# TEXT BLOCK
Segment Open

I T is gratifying to see a dozen Scots on the World Class Performance funding programme announced earlier this week - 12 out of 132.

Less edifying, however, has been the torrent of innuendo and speculation on the unofficial Scottish athletics website.

Since the sport shut down its own bulletin board some years ago - a sensible move given the hours the chief executive was spending attempting to respond to those posting on it - the unofficial site which replaced it has become the only alternative forum.

Contributions range from imminent good sense to ill-informed speculation by conspiracy theorists (often hiding behind pseudonyms). But, following the funding announcement, there has been an explosion from the latter, apropos the richly deserved inclusion of Fife high jumper Allan Smith. He set a lifetime best of 2.26 metres (second best ever by a Scot) to win bronze at the European Under-23 Championships in Finland, and has won every title available coming through the age groups - testimony to the talents of Glasgow coach Bryan Roy.

The unofficial forum claims Smith was put under pressure - by financial inducements - to join UK events coach Fayyaz Ahmed at Loughborough. Smith, who confirmed on Twitter that he moves south today, has been considering the move for months. He tweeted that the unofficial site should be "burned" and that it was "embarrassing".

Little wonder. This thread on the site has been hi-jacked by nationalists amid erroneous claims that Smith is receiving some £25,000. It will be about half that.

Most disturbing of all, perhaps, is that with other athletes the conspiracy theorists would have been bang on the money. We know of several instances of interference, including some where athletes have left coaches they like and respect because they can't afford to reject the money. Their funding would be jeopardised by public comment (a breach of Lottery contracts), but high-profile coaches have told me of free accommodation offered as an inducement to move. I know of competitors who have been persuaded to do so, and who, having failed to improve, quit the sport; of competitors who have refused inducements, staying loyal at the cost of thousands in Lottery support; and of coaches who have quit, disillusioned.

Segment Closed

Stored records

Segment Open

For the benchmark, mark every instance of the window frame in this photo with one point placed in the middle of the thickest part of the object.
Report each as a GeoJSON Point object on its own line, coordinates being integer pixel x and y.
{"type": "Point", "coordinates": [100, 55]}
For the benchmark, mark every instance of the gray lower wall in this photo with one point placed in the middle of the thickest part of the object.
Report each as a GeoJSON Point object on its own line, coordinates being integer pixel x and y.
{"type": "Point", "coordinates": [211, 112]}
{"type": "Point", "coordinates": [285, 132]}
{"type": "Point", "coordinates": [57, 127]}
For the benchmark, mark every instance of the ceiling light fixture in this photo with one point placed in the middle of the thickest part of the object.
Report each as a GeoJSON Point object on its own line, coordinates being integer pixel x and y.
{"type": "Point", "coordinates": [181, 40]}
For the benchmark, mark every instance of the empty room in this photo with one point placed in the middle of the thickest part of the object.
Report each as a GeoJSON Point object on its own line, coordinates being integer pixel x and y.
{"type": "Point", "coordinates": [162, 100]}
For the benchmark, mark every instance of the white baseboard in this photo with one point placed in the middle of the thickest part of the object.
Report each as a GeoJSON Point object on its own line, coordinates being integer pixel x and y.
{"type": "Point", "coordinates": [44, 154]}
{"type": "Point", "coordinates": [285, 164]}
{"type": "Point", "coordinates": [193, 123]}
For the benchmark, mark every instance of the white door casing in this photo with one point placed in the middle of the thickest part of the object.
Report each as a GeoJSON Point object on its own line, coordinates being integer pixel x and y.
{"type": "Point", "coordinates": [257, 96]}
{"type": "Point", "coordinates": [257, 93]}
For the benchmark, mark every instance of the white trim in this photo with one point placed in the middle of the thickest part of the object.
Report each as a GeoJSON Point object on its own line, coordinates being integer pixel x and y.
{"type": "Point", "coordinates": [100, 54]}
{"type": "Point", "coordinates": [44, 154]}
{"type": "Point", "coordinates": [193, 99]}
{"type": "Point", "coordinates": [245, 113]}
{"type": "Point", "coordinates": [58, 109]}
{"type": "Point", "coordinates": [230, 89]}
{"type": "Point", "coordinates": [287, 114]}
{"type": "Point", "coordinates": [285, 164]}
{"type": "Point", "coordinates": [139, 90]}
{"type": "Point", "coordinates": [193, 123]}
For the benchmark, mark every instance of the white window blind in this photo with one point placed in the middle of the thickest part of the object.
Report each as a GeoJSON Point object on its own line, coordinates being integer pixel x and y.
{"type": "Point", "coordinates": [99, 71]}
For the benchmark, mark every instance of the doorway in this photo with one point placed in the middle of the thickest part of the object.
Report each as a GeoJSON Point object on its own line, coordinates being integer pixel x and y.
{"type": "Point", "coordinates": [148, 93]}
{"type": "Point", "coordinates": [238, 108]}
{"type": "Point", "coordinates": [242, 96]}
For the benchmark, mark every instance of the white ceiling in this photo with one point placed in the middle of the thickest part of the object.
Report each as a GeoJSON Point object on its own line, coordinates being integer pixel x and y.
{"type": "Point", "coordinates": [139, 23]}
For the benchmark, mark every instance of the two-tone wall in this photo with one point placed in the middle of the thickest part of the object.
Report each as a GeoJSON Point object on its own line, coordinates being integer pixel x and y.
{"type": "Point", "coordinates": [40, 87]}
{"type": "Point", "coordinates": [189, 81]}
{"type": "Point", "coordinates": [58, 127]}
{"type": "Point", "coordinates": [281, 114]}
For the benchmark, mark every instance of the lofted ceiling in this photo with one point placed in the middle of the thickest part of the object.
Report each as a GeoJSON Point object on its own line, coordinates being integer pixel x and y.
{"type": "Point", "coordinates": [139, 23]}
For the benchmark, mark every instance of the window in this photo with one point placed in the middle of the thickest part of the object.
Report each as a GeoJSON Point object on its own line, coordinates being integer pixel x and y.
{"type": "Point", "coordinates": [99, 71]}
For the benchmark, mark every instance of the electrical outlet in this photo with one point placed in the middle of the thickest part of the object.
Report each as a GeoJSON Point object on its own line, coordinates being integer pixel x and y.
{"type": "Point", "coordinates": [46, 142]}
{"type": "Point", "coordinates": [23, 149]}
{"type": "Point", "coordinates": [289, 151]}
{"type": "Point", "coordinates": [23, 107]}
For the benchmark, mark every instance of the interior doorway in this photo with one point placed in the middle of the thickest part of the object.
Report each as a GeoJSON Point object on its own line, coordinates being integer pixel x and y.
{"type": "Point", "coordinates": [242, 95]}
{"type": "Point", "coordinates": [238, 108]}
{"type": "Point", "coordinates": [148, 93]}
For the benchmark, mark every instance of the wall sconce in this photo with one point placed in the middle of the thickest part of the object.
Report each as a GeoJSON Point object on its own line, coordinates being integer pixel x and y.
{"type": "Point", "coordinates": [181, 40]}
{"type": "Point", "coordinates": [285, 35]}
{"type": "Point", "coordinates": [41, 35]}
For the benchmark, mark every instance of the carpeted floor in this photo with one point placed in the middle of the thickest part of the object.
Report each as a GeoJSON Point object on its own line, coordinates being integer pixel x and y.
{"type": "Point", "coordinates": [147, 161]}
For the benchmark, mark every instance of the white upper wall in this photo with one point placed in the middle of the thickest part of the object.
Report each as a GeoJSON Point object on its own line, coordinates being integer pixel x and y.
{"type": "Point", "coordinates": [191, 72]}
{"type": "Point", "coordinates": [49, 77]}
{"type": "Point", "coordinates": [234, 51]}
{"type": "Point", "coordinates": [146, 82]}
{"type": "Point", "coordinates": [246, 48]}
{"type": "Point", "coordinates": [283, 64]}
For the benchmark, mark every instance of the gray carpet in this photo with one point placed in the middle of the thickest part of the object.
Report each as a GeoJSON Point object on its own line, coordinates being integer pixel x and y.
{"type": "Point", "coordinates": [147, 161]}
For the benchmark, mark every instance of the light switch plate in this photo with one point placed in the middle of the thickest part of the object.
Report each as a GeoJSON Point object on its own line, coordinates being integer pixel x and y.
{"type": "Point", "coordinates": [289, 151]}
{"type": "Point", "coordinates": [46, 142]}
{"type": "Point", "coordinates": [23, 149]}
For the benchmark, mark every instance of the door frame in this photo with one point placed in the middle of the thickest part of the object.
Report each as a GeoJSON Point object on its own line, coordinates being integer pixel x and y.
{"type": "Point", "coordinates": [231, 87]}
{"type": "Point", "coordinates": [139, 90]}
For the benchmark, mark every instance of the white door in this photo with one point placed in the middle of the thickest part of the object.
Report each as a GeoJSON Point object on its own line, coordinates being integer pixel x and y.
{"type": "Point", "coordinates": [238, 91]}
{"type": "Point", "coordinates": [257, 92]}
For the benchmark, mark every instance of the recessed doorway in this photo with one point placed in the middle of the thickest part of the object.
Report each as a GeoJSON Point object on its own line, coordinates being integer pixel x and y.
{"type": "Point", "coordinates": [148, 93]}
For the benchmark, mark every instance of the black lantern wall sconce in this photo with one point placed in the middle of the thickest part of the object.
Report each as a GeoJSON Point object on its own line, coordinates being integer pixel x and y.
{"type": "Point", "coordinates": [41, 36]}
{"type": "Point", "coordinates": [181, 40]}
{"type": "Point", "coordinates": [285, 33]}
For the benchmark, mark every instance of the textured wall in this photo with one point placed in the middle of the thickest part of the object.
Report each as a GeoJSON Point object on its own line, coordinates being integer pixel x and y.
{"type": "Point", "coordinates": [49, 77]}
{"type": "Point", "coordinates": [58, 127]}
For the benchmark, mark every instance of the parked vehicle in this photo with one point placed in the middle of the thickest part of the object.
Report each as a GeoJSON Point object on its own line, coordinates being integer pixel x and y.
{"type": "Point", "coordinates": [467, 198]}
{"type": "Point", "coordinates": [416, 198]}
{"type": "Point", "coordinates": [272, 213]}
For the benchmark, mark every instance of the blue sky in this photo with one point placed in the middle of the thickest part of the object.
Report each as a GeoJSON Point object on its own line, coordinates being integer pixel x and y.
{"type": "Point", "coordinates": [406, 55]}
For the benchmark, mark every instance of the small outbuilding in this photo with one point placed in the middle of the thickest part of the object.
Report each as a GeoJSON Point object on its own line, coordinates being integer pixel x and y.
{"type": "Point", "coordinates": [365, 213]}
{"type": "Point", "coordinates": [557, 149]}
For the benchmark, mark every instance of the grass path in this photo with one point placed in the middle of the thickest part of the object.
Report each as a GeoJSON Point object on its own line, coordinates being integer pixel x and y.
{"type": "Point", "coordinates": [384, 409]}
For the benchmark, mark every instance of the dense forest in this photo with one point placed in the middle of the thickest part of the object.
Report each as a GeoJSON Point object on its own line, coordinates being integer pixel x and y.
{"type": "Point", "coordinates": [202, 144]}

Segment Closed

According to the article on Scottish athletics funding, why was it sensible for the sport to shut down its own bulletin board?

Shutting down the bulletin board was sensible because of the hours the chief executive was spending trying to respond to the people posting on it.